• _What is expected_
In the listing below, please print the line that contains "The component shall provide one point per instance of the beige" and every line that follows it, exactly.

• _Position identification records_
————

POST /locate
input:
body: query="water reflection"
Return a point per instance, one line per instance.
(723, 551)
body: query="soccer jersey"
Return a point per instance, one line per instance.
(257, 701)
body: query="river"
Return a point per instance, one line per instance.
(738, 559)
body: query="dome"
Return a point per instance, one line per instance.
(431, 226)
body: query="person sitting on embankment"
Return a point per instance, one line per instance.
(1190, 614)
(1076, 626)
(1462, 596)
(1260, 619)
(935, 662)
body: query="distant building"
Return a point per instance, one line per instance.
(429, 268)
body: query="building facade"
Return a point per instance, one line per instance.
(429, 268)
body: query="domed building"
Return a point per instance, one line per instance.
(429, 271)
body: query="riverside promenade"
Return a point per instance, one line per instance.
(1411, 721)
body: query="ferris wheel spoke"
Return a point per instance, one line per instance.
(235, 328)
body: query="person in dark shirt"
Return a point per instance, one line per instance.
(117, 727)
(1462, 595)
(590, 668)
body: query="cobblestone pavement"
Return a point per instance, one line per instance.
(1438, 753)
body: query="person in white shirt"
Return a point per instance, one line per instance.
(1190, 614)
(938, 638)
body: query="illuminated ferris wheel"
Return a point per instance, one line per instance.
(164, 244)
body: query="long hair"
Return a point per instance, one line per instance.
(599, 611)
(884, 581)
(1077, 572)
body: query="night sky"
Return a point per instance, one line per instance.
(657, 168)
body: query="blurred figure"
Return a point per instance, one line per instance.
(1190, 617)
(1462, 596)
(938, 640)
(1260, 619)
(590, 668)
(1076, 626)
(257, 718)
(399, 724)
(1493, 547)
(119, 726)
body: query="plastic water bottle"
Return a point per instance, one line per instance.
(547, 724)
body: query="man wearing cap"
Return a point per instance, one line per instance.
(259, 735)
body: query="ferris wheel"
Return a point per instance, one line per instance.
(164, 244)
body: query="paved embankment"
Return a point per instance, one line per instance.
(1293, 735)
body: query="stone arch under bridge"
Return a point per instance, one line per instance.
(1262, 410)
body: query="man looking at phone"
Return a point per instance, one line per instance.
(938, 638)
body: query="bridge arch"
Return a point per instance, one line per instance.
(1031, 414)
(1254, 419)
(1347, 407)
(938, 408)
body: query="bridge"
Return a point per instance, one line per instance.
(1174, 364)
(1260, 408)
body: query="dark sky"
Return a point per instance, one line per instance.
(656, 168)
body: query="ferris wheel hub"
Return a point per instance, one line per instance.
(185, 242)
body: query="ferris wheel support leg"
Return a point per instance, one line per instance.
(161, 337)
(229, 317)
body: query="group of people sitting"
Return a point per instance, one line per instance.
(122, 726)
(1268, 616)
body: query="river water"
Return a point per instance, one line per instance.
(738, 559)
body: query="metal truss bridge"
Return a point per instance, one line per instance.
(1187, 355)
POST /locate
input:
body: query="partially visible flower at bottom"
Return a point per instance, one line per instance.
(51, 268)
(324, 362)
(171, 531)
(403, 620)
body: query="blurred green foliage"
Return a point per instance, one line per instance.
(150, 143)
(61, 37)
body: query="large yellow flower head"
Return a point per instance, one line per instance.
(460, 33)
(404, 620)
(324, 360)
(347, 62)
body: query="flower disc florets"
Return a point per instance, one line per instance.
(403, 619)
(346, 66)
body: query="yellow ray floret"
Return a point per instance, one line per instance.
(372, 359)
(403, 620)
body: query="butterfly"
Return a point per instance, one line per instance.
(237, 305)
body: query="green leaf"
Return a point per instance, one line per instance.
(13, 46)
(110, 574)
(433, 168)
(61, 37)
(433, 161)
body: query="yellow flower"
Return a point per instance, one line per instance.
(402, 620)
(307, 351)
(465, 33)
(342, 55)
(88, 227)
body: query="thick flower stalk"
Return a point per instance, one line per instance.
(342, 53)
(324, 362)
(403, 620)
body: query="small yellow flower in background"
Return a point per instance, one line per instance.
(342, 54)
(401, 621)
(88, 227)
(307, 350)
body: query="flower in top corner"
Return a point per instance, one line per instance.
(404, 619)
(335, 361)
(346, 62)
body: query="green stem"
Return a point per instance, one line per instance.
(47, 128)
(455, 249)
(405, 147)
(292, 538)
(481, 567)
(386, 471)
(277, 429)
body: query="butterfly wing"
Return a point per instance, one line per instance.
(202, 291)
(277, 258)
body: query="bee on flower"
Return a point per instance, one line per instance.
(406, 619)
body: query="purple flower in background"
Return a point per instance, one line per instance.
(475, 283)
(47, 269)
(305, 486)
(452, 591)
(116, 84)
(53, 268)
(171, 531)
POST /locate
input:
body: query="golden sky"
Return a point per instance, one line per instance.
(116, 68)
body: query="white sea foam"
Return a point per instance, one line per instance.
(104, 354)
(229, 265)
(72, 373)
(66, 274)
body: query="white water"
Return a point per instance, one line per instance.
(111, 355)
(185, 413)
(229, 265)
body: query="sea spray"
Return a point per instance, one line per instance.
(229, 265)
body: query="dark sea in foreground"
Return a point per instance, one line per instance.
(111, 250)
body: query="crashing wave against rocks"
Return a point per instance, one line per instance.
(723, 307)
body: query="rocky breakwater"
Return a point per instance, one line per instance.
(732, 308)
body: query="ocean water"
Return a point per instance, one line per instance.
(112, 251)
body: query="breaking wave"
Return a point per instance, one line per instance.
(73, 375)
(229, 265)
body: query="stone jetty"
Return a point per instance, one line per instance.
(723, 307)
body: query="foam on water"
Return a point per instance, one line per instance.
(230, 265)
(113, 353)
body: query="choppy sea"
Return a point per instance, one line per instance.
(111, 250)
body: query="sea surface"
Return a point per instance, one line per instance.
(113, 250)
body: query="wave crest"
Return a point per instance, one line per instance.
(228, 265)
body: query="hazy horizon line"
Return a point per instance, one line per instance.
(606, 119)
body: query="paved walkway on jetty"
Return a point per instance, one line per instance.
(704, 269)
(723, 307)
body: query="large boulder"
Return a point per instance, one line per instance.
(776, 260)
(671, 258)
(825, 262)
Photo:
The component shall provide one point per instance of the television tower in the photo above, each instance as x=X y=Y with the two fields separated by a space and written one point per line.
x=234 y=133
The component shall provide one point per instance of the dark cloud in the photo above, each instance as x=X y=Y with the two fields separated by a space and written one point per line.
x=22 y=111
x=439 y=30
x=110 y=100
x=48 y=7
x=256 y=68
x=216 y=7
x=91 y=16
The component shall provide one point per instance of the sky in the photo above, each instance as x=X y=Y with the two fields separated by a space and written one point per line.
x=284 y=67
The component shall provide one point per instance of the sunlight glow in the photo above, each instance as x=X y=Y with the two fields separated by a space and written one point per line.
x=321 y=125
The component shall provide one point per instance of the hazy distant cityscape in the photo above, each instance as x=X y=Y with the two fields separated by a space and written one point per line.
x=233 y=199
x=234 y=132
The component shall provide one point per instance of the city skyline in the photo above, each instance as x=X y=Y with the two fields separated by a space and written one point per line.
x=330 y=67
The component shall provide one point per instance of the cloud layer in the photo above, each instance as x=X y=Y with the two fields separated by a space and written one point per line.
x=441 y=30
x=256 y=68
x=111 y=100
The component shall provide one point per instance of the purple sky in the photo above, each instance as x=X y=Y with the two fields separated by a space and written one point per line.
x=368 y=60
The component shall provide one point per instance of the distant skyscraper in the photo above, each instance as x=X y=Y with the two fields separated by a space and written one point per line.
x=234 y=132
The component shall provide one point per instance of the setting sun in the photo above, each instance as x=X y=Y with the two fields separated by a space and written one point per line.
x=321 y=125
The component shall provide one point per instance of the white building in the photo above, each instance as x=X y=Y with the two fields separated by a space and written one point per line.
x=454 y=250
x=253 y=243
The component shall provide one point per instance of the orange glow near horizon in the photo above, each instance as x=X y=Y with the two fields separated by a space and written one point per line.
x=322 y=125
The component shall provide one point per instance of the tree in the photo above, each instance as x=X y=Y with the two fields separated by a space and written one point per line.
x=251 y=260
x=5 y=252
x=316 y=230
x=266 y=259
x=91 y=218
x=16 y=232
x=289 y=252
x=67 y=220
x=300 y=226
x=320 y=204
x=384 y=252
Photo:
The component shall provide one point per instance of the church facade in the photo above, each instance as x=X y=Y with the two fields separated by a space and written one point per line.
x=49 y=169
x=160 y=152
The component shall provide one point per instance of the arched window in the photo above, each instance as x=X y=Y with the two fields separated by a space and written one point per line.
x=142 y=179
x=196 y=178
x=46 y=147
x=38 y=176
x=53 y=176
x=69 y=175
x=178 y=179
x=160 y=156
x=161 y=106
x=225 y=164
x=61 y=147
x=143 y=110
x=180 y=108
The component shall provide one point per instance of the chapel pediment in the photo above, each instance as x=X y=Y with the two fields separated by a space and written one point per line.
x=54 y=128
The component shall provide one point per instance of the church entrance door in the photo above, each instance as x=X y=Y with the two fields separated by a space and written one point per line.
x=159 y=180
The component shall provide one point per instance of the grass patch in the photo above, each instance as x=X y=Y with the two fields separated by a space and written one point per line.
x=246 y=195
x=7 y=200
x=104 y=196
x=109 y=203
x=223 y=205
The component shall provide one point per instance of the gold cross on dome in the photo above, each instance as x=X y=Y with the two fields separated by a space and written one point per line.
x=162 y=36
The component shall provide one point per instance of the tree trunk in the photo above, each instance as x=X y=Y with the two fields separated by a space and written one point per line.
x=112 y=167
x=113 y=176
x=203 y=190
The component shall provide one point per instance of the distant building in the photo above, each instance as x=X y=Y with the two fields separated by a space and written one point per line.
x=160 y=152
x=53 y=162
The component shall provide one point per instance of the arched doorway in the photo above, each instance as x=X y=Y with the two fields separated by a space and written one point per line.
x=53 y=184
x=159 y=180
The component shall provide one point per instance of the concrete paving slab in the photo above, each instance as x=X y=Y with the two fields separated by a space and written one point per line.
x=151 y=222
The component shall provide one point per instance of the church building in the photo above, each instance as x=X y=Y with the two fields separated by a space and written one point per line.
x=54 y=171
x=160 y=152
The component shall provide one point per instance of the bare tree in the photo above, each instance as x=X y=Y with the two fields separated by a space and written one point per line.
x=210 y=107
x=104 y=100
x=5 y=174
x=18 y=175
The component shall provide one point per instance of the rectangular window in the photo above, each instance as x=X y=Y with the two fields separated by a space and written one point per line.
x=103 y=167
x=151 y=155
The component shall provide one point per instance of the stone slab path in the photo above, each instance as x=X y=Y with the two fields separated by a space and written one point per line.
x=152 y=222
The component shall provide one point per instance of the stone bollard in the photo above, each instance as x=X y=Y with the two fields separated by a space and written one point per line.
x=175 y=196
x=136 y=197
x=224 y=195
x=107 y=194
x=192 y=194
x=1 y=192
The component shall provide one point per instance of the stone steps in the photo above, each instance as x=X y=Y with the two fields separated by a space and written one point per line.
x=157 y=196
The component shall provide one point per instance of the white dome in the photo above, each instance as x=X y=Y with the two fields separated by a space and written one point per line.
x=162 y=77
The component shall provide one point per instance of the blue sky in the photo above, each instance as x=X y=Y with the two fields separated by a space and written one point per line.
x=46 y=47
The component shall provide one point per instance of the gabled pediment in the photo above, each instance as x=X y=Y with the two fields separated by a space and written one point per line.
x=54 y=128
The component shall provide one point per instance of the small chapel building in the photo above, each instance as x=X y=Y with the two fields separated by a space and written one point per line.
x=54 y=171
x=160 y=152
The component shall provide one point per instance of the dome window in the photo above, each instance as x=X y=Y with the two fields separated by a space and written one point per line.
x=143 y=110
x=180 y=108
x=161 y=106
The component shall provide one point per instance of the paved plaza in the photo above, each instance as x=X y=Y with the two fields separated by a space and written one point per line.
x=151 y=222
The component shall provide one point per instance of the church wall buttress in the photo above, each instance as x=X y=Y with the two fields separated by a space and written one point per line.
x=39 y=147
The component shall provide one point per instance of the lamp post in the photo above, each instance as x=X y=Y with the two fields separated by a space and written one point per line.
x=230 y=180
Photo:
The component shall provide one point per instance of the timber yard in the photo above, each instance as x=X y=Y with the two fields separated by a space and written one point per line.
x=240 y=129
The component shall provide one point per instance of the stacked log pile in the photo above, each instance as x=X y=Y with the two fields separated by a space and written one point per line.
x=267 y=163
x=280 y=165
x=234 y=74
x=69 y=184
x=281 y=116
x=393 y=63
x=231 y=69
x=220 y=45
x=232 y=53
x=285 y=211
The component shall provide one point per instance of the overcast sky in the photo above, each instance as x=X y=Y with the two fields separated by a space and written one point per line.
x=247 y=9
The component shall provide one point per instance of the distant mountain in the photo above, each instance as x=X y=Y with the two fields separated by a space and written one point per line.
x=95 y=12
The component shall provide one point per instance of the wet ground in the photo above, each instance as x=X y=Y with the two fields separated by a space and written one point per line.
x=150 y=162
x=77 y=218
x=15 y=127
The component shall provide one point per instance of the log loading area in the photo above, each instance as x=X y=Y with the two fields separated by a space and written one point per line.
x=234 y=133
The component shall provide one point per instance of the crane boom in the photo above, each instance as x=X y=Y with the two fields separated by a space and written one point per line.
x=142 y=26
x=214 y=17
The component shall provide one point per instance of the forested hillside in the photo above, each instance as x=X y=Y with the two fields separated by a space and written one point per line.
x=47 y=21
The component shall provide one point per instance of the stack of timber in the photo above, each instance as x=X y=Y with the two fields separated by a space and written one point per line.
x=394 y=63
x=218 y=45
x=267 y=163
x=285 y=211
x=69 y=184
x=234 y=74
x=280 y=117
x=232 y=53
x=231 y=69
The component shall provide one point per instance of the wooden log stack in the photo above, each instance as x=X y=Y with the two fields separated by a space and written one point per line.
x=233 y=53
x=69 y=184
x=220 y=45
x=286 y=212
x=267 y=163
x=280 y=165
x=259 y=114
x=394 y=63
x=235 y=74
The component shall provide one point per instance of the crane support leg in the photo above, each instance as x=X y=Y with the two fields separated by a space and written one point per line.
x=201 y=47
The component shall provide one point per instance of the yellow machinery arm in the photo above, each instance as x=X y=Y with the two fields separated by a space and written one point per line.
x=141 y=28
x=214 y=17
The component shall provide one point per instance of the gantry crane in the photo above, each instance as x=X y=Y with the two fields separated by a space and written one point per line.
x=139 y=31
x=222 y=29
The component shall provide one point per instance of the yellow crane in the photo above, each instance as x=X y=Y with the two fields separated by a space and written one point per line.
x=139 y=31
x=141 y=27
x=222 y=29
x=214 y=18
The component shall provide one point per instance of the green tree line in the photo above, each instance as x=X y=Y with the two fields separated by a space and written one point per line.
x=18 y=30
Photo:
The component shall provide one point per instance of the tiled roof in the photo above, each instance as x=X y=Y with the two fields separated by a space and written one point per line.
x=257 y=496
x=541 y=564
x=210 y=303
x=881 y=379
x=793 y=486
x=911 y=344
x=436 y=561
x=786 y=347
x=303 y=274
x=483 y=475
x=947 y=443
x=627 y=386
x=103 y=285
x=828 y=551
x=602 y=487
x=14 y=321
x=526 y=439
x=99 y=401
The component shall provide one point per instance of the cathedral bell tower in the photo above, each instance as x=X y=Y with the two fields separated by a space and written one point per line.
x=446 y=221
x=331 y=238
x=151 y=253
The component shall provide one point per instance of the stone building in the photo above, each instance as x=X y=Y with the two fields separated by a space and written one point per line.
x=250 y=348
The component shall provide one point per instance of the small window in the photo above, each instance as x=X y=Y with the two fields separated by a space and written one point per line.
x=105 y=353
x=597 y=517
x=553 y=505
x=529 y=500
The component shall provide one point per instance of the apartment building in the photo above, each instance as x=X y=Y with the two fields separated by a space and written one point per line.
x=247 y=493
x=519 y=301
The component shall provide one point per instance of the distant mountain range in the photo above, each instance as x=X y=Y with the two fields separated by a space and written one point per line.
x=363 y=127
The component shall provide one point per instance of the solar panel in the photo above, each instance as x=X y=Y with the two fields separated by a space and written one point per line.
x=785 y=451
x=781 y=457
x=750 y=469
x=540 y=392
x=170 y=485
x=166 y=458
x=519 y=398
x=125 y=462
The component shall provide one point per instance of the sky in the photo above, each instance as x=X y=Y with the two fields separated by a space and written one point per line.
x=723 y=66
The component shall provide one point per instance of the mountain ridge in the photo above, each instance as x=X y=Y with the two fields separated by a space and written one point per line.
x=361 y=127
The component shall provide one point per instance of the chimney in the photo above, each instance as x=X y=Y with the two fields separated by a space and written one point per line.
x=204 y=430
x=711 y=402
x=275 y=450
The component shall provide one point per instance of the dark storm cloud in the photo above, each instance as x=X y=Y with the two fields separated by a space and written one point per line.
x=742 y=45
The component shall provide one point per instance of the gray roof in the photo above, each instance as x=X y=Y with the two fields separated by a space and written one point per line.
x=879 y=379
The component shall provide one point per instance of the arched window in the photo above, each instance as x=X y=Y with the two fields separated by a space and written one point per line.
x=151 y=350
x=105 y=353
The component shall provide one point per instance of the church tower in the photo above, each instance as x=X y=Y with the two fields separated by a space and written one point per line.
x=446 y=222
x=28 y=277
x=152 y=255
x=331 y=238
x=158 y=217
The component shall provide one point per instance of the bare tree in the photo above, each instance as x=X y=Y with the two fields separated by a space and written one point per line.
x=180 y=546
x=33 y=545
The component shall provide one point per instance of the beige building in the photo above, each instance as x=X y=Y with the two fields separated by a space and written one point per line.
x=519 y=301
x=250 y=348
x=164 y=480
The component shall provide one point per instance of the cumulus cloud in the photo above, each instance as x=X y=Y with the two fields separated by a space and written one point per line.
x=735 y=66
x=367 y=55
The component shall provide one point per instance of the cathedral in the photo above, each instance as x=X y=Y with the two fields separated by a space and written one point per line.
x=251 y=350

————

• _Written solution_
The component shall provide one point per instance of the beige building in the photo above, each instance as x=X y=Y with the two fields separated by a space and written one point per line.
x=519 y=301
x=250 y=348
x=164 y=480
The component shall provide one point per instance of the cumulus cloud in the photo above, each instance as x=X y=Y with the two fields separated by a space and written one point per line.
x=735 y=66
x=367 y=55
The component shall provide one point per instance of the cathedral in the photo above, each instance as x=X y=Y with the two fields separated by a space and written one point per line.
x=251 y=350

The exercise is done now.